Entries excerpted from a collection:
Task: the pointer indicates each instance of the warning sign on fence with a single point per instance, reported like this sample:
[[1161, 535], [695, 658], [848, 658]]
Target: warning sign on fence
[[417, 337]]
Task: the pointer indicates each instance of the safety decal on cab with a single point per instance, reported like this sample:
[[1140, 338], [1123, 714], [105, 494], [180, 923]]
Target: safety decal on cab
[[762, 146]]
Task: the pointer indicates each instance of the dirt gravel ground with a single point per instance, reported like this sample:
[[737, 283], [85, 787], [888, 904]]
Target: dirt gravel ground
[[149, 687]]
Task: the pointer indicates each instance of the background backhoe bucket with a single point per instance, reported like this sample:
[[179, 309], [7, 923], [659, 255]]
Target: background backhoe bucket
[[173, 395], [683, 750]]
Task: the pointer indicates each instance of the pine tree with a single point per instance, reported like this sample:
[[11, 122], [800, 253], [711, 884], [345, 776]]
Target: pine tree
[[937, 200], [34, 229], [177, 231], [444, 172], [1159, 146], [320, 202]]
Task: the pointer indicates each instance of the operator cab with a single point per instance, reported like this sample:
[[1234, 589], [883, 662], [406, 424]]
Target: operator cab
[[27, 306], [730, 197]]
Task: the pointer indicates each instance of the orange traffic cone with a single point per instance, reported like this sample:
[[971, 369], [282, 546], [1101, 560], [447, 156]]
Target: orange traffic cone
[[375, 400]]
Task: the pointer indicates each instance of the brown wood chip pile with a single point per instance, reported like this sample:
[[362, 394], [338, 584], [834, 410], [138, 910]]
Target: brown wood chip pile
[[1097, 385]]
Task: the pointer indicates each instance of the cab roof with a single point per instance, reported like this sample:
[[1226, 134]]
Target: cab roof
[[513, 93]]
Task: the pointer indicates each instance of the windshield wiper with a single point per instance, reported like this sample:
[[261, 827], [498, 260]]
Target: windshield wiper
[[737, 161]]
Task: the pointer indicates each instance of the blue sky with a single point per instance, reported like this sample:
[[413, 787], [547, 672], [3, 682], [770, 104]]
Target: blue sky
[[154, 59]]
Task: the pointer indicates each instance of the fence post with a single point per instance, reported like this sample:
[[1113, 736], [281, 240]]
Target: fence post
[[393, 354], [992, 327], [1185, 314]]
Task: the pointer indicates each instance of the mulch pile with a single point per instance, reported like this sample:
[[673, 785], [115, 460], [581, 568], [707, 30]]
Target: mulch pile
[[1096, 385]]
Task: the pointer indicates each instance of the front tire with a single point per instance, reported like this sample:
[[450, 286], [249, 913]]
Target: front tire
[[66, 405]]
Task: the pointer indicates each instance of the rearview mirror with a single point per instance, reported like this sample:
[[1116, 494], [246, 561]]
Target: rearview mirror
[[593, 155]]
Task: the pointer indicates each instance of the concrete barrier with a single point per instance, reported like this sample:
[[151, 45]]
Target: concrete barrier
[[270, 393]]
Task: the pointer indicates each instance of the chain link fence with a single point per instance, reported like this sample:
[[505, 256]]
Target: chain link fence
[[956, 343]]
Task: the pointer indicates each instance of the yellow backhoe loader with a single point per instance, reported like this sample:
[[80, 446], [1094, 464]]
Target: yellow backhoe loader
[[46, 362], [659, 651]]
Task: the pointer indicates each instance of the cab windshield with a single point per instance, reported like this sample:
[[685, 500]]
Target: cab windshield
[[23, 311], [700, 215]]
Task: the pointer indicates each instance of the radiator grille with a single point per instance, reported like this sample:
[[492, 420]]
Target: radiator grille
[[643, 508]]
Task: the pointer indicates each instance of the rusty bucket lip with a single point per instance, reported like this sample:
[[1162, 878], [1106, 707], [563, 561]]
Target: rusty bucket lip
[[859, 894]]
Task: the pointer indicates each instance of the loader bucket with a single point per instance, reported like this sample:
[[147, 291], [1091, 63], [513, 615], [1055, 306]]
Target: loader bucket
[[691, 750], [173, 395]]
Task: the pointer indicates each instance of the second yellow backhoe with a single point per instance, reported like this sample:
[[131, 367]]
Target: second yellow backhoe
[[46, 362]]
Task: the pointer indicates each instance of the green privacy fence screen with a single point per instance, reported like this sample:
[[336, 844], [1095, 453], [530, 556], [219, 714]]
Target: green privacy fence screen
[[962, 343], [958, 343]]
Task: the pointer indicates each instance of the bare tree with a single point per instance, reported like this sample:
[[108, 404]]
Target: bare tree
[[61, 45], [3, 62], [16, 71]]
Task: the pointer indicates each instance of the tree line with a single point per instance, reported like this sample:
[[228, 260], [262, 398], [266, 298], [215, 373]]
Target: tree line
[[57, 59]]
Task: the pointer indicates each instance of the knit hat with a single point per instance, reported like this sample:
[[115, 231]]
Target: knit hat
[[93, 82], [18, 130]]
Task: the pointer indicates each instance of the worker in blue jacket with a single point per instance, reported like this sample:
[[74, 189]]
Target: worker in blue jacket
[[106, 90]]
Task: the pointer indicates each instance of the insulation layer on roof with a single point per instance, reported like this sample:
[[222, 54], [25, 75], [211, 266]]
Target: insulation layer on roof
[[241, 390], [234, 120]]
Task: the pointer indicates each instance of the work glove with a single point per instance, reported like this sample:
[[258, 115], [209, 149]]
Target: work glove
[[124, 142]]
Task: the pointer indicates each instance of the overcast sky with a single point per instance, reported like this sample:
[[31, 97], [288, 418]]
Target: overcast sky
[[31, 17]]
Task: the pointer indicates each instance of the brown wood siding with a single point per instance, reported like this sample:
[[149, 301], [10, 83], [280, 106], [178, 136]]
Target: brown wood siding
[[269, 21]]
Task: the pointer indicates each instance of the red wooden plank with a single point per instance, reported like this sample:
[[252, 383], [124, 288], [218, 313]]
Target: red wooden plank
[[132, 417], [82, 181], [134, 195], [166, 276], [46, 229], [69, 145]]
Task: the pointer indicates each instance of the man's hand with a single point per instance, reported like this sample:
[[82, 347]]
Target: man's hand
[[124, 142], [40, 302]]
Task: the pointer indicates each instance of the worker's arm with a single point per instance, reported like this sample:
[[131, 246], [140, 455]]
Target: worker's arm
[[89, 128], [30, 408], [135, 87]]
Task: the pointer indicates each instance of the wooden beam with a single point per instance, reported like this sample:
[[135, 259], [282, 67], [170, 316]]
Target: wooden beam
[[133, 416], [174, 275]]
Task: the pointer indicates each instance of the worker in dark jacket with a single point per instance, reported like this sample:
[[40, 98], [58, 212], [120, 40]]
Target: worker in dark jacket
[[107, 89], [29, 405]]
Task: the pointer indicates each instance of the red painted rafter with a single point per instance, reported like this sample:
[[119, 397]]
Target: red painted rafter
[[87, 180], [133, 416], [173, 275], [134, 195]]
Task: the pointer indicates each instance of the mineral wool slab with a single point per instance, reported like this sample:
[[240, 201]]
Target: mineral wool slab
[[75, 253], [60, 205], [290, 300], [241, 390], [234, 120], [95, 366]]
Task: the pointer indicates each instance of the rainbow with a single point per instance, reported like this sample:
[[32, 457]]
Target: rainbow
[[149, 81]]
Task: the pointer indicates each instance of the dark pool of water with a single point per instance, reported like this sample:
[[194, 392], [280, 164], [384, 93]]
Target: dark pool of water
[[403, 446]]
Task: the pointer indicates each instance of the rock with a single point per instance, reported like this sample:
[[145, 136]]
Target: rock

§ PROBLEM TO WORK ON
Render all of the entries above as a numbered list, omitting any blank lines.

§ COMPLETE RESPONSE
1. Task: the pointer indicates each instance of the warning sign on fence with a single point per instance, reported like this sample:
2. [[1161, 535], [695, 658], [848, 658]]
3. Target: warning sign on fence
4. [[417, 337]]
5. Task: the pointer indicates each instance of the safety decal on cab with a single point per instance, reported like this sample:
6. [[1140, 338], [1123, 714], [105, 494], [180, 923]]
7. Target: safety decal on cab
8. [[762, 146]]
9. Task: the pointer indicates each instance of the dirt gravel ground with a single point per instance, reported like this sample:
10. [[737, 283], [85, 787], [888, 904]]
11. Target: dirt gravel ground
12. [[149, 687]]
13. Task: the pointer indicates each instance of the background backhoe bucket with a single point per instance, reported like this sample:
14. [[179, 309], [7, 923], [659, 255]]
15. Target: background backhoe bucket
16. [[173, 395], [683, 750]]
17. Task: the pointer indicates each instance of the pine tree with a single point per instance, reported like this sample:
18. [[11, 122], [800, 253], [711, 884], [345, 776]]
19. Target: pine tree
20. [[937, 200], [34, 229], [177, 231], [444, 172], [1159, 146], [320, 202]]
21. Task: the pointer indicates each instance of the operator cab with a single point per instance, reported like this sample:
22. [[1234, 589], [883, 662], [406, 424]]
23. Target: operator cab
24. [[27, 306], [730, 197]]
25. Task: the pointer indicates each instance of the orange traffic cone with a single point per instance, reported like this sample:
26. [[971, 369], [282, 546], [1101, 560], [447, 156]]
27. Target: orange traffic cone
28. [[375, 400]]
29. Task: the pointer indicates each instance of the brown wood chip pile with a single point per instance, reported like this sample:
30. [[362, 394], [338, 584], [834, 410], [138, 910]]
31. Target: brown wood chip pile
32. [[1097, 385]]
33. Task: the pointer indicates each instance of the cab roof with a single point per instance, reported like this sample:
34. [[1226, 134]]
35. Target: cab roof
36. [[513, 93]]
37. Task: the pointer indicates each instance of the windshield wiper with a single point per instance, reported like this sample:
38. [[261, 827], [498, 260]]
39. Target: windshield wiper
40. [[737, 161]]
41. Task: the pointer indicates each instance of the blue sky with a single point per instance, reported like this sample:
42. [[413, 787], [547, 672], [3, 682], [770, 104]]
43. Target: blue sky
44. [[154, 59]]
45. Task: the pointer indicates each instance of the fence post with a single point per instance, reported like this sample:
46. [[1113, 736], [281, 240]]
47. Target: fence post
48. [[393, 354], [992, 327], [1185, 314]]
49. Task: the pointer indicates each instance of the mulch pile with a single point per instance, reported like this sample:
50. [[673, 785], [115, 460], [581, 568], [707, 30]]
51. Target: mulch pile
52. [[1096, 385]]
53. Task: the pointer indicates each instance of the front tire with a single point per instance, reported like this sample:
54. [[450, 286], [249, 913]]
55. Target: front tire
56. [[66, 405]]
57. Task: the pointer indicates each instance of the rearview mirror with a single point per instance, reported like this sample:
58. [[1116, 494], [246, 561]]
59. Target: rearview mirror
60. [[593, 155]]
61. Task: the pointer indicates each instance of the concrete barrier with a single point per instance, reported like this sample:
62. [[151, 45]]
63. Target: concrete barrier
64. [[270, 393]]
65. Task: the pointer indicates each instance of the chain link fence with a single point per instance, reported like this sample:
66. [[505, 256]]
67. Target: chain link fence
68. [[956, 343]]
69. Task: the pointer indicates each instance of the yellow backhoe loader with a single point per instance, reported like this sample:
70. [[80, 446], [1094, 464]]
71. Target: yellow backhoe loader
72. [[46, 362], [659, 651]]
73. Task: the pointer indicates each instance of the cab windshield with a single point per instance, reported like this sample:
74. [[685, 500]]
75. Target: cab windshield
76. [[23, 311], [700, 215]]
77. Task: the pointer indicates each instance of the radiator grille with a single point per instance, reported like this sample:
78. [[492, 420]]
79. Target: radiator grille
80. [[643, 508]]
81. Task: the pointer indicates each instance of the rusty bucket lip with a single point per instance, reported like this sample:
82. [[1162, 878], [1106, 707], [563, 561]]
83. Target: rusty bucket lip
84. [[859, 894]]
85. Task: the pointer indicates each instance of the loader bucket with a single point per instance, reported like this sample:
86. [[147, 291], [1091, 63], [513, 615], [1055, 306]]
87. Target: loader bucket
88. [[691, 750], [173, 395]]
89. Task: the pointer indicates each instance of the second yellow backhoe with a single point per instance, reported like this sample:
90. [[131, 367]]
91. Target: second yellow backhoe
92. [[46, 362]]
93. Task: the pointer indicates each instance of the green privacy fence screen with a single point per instance, reported like this sample:
94. [[336, 844], [1095, 453], [530, 556], [219, 714]]
95. Target: green privacy fence screen
96. [[962, 343], [958, 343]]
97. Task: the pointer indicates each instance of the bare tree with a single point per instance, reported like this sample:
98. [[108, 404]]
99. Target: bare tree
100. [[61, 45], [3, 62], [16, 71]]
101. Task: the pointer indicates each instance of the tree line with a single point per instance, reported like this sample:
102. [[228, 260], [262, 398], [266, 298], [215, 373]]
103. Target: tree line
104. [[57, 59]]
105. Task: the pointer indicates each instance of the knit hat with a single point per instance, reported like this sample:
106. [[115, 231]]
107. Target: knit hat
108. [[93, 82], [18, 130]]
109. Task: the pointer indicates each instance of the worker in blue jacket with a single point per instance, reported like this sample:
110. [[74, 189]]
111. Target: worker in blue jacket
112. [[106, 90]]
113. Task: the pointer indicates each instance of the insulation layer on roof with a single point per instance, reported like this sample:
114. [[222, 54], [25, 75], [211, 266]]
115. Target: insulation layer on roof
116. [[241, 390], [234, 120]]
117. Task: the pointer indicates each instance of the work glove with a single point per instance, reported like this sample:
118. [[258, 115], [209, 149]]
119. Target: work glove
120. [[124, 142]]
121. Task: the pointer indicates each instance of the overcast sky with a single point per instance, reported like this sample:
122. [[31, 97], [288, 418]]
123. Target: overcast sky
124. [[31, 17]]
125. Task: the pointer indicates each instance of the brown wood siding with a single point per instance, reported like this sample:
126. [[149, 301], [10, 83], [280, 106], [178, 136]]
127. Target: brown wood siding
128. [[269, 21]]
129. Task: the pointer indicates each instance of the red wooden plank with a single point per instance, reported like this sample:
130. [[252, 383], [124, 288], [218, 313]]
131. Target: red wooden plank
132. [[132, 417], [82, 181], [134, 195], [166, 276], [46, 229], [69, 145]]
133. Task: the pointer indicates each instance of the man's hand with a single point per instance, reported like this sample:
134. [[82, 347]]
135. Target: man's hand
136. [[124, 142], [40, 302]]
137. Task: the pointer indicates each instance of the worker's arm with a single point per instance, reported like this sample:
138. [[131, 246], [140, 455]]
139. Target: worker's arm
140. [[89, 128], [30, 408], [135, 87]]
141. Task: the pointer indicates each instance of the wooden beam with a single point per instance, reported like this sample:
142. [[135, 259], [282, 67], [170, 316]]
143. Target: wooden beam
144. [[133, 416], [174, 275]]
145. Task: the pointer indicates each instance of the worker in dark jacket with a single point per instance, reported like this sample:
146. [[40, 98], [58, 212], [120, 40]]
147. Target: worker in dark jacket
148. [[107, 89], [29, 405]]
149. Task: the pointer indicates each instance of the red painted rafter with a single point per instance, reported like this sample:
150. [[119, 397]]
151. Target: red painted rafter
152. [[87, 180], [133, 416], [173, 275], [134, 195]]
153. Task: the pointer indicates each instance of the mineral wool slab with a single point per instance, reported like this sample:
154. [[240, 201]]
155. Target: mineral wool slab
156. [[75, 253], [60, 205], [290, 300], [241, 390], [234, 120], [95, 366]]
157. Task: the pointer indicates each instance of the rainbow with a single point per instance, reported like this sample:
158. [[32, 457]]
159. Target: rainbow
160. [[149, 81]]
161. Task: the pointer indicates each instance of the dark pool of water with a single point per instance, reported like this sample:
162. [[194, 392], [280, 164], [384, 93]]
163. Target: dark pool of water
164. [[403, 446]]
165. Task: the pointer indicates each instance of the rock with a single point per instance, reported like this sample:
166. [[145, 136]]
167. Target: rock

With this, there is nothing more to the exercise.